DATA TO USE –
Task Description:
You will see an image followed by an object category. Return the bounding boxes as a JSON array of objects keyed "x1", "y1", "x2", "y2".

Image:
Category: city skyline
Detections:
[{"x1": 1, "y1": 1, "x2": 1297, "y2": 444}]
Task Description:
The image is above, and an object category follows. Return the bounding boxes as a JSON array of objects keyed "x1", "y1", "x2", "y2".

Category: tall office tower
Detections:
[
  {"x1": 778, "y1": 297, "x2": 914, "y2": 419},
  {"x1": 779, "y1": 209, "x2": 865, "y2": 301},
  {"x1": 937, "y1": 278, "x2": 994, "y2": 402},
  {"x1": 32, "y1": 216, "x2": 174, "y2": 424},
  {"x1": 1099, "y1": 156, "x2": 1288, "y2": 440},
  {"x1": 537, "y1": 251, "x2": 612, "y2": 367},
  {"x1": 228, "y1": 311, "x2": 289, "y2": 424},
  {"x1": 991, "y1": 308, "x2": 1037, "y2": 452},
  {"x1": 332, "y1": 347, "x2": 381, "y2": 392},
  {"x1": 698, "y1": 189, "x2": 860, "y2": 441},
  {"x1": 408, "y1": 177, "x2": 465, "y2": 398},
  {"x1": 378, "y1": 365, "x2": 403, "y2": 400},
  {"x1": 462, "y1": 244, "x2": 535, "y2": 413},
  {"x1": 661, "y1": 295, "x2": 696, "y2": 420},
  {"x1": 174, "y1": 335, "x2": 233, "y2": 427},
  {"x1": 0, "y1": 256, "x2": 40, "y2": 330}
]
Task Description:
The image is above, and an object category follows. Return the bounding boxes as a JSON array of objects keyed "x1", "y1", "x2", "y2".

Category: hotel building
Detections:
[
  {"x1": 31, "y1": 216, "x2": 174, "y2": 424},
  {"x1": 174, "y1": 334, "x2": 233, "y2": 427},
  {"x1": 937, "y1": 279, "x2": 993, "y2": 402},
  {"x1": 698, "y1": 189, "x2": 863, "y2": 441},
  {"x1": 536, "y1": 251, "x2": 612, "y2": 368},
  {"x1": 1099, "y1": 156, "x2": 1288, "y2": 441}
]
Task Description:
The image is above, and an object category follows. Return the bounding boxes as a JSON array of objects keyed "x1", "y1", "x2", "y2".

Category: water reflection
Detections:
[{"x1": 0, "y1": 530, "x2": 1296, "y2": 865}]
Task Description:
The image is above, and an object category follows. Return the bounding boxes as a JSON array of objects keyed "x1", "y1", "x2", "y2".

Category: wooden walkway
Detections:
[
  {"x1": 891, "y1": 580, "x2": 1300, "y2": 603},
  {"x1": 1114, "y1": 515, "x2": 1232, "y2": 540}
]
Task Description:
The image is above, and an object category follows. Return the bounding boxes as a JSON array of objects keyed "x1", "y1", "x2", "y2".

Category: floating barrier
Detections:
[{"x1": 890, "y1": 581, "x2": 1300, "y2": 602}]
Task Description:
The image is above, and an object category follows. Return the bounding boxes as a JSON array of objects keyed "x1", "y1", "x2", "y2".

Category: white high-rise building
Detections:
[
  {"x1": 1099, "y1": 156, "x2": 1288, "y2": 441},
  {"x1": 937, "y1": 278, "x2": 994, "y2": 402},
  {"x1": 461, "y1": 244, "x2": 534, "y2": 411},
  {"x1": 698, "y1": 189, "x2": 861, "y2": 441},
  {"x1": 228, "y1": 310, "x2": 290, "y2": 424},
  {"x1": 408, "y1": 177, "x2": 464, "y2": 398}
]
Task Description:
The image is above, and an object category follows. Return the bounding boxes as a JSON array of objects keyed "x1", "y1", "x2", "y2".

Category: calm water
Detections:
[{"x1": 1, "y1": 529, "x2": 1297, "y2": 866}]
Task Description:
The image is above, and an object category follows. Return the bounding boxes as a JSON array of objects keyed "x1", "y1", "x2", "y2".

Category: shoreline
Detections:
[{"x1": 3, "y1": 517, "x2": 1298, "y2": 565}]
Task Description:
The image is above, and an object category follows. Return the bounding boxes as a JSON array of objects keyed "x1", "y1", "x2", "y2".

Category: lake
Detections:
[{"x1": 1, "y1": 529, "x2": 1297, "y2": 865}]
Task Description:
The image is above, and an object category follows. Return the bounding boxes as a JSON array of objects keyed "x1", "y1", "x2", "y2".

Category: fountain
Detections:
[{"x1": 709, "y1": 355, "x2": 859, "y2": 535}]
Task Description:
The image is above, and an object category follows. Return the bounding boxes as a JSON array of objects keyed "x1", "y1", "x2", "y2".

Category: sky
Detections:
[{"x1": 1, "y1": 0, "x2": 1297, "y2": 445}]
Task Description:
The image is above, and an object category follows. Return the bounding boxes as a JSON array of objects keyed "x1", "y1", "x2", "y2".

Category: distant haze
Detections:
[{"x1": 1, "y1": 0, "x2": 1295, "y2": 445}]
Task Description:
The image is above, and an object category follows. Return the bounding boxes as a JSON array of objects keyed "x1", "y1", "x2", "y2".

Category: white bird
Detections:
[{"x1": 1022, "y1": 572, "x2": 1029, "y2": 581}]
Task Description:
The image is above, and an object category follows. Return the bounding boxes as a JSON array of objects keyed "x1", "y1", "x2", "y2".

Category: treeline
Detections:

YOUR TASK –
Take the lines from the first line of the records through the line holding "Category: tall office tower", both included, and please reproduce them exactly with nothing added.

YOUR RESPONSE –
Task Description:
You will see an image followed by an object category. Return the bounding boxes as a JSON array of objects keyed "x1", "y1", "x2", "y2".

Image:
Category: city skyline
Detections:
[{"x1": 1, "y1": 1, "x2": 1297, "y2": 444}]
Task Description:
The image is above, and an object category follows. Return the bounding boxes as a JSON array of objects keyed "x1", "y1", "x2", "y2".

Category: tall office tower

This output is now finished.